= OBJECTIF =
Reproduisez sous forme de liste numérotée, en omettant les lignes vides, les lignes allant de celle qui contient "class=small arched niche" jusqu'à celle qui contient "[512,364,537,417]", cette dernière incluse.

....

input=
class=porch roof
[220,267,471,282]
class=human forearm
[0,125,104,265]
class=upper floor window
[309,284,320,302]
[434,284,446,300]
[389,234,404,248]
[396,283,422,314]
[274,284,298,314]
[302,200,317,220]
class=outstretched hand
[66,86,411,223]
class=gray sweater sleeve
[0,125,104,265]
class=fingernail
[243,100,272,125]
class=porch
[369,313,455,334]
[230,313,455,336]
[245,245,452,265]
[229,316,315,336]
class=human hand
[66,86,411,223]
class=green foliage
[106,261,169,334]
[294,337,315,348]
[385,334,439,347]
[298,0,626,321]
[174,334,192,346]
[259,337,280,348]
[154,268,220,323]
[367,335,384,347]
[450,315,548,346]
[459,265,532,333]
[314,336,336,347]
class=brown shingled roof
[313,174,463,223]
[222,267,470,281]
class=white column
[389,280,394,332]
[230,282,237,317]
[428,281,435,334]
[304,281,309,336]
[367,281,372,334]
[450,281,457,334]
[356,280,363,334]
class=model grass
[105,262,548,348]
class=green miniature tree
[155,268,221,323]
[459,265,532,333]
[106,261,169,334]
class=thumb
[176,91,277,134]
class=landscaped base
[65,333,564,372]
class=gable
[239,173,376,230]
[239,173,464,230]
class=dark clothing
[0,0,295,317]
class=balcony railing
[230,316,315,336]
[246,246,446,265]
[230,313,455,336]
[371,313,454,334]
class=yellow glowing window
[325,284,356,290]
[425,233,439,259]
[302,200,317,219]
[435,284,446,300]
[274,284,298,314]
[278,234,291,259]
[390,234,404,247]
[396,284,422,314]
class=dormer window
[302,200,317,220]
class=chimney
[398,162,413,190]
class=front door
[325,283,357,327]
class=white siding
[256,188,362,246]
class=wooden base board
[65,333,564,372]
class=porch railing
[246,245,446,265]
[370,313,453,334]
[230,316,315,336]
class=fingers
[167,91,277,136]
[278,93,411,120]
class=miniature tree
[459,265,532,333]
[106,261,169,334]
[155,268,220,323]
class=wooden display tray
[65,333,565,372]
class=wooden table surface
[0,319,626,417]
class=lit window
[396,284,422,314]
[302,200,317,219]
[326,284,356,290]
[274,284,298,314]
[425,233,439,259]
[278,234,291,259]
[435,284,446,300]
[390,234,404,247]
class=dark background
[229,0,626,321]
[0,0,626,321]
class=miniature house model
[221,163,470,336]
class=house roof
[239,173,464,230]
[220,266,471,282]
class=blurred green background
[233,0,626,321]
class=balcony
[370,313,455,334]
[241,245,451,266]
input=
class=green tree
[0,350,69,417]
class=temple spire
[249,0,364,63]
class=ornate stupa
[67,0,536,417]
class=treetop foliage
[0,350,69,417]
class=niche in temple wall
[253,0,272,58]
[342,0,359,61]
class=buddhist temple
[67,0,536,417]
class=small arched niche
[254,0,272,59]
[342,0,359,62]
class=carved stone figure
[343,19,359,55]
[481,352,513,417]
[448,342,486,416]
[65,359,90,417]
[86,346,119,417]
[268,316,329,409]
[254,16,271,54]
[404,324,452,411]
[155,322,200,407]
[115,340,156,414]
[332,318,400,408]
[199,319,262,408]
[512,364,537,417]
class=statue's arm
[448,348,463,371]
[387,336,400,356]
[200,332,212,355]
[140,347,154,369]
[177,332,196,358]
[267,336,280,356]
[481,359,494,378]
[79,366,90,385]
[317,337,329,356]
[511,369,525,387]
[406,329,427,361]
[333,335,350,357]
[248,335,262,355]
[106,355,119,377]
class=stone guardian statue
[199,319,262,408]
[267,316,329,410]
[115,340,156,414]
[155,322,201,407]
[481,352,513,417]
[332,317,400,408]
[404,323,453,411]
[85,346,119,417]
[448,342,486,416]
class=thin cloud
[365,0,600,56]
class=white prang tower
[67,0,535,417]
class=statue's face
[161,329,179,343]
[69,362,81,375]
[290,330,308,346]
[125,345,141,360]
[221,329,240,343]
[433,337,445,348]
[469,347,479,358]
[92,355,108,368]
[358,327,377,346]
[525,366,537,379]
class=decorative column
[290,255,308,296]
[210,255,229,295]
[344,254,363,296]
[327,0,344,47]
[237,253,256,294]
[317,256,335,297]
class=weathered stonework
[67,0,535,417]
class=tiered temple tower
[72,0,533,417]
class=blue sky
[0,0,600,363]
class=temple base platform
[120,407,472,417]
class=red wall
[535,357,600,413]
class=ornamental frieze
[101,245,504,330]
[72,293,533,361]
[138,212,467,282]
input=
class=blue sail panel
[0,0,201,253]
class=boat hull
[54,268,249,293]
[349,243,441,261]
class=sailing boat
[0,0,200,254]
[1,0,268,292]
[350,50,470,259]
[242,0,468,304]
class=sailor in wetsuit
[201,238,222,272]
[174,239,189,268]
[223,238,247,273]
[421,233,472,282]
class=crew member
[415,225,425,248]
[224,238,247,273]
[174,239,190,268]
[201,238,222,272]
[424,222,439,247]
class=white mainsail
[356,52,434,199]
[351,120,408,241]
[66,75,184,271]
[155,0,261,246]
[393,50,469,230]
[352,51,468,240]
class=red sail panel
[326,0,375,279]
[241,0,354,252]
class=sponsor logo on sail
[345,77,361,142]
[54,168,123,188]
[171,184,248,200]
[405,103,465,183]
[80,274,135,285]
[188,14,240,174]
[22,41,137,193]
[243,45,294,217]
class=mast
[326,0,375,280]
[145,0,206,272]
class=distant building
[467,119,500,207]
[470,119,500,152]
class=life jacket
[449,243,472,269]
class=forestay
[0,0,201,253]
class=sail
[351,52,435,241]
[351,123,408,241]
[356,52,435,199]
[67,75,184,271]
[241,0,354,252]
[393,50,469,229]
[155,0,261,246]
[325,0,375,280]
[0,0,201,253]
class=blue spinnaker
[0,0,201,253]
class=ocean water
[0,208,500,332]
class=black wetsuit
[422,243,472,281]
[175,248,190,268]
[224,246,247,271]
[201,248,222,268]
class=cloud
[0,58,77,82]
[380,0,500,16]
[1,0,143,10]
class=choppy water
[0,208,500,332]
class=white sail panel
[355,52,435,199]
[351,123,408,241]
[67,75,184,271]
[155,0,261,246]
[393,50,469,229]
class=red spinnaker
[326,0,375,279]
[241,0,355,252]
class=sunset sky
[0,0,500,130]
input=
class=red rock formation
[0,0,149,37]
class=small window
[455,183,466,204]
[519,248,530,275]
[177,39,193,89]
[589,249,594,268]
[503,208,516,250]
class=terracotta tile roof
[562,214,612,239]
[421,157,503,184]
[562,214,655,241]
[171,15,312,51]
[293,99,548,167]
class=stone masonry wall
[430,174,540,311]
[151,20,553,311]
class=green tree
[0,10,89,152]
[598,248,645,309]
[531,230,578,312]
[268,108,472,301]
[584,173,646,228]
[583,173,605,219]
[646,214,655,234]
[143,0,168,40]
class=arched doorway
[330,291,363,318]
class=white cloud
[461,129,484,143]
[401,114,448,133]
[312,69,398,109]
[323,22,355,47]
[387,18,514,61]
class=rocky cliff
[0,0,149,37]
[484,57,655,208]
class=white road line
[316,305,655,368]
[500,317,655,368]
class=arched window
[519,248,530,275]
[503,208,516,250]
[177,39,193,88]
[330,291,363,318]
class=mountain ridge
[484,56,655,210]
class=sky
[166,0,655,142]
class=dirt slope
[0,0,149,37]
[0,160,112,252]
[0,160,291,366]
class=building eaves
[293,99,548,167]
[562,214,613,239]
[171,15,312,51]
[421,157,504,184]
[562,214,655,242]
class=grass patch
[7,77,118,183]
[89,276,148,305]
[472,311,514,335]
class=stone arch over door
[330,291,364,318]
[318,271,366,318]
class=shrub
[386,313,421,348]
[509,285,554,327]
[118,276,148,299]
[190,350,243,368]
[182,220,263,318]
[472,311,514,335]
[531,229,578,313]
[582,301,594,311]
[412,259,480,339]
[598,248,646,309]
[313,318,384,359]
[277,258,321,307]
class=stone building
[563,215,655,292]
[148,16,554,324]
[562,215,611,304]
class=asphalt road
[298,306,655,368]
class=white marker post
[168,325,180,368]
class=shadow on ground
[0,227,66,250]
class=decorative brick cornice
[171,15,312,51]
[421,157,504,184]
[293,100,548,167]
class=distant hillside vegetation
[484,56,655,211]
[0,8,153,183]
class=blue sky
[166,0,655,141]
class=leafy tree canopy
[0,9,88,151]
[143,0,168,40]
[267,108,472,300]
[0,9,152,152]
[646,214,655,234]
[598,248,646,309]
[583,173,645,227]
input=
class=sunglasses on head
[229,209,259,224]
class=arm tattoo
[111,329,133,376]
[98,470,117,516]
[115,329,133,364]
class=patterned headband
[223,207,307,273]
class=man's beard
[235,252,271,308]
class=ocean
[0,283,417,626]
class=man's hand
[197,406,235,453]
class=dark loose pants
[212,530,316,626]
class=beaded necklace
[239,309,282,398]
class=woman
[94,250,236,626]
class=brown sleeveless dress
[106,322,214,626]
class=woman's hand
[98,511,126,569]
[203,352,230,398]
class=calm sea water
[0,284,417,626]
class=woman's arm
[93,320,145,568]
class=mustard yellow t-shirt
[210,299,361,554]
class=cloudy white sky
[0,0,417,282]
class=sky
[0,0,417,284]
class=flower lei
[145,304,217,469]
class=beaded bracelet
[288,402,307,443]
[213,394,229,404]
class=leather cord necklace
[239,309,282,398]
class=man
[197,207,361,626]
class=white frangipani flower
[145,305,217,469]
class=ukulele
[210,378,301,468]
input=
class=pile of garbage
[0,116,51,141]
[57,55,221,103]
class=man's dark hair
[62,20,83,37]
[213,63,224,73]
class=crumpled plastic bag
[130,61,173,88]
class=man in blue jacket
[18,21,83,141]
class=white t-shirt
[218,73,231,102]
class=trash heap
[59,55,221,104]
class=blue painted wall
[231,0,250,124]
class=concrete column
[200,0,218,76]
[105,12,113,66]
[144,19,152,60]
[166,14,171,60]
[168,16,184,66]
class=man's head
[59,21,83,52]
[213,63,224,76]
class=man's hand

....

= SOLUTION PROPOSÉE =
1. class=small arched niche
2. [254,0,272,59]
3. [342,0,359,62]
4. class=carved stone figure
5. [343,19,359,55]
6. [481,352,513,417]
7. [448,342,486,416]
8. [65,359,90,417]
9. [86,346,119,417]
10. [268,316,329,409]
11. [254,16,271,54]
12. [404,324,452,411]
13. [155,322,200,407]
14. [115,340,156,414]
15. [332,318,400,408]
16. [199,319,262,408]
17. [512,364,537,417]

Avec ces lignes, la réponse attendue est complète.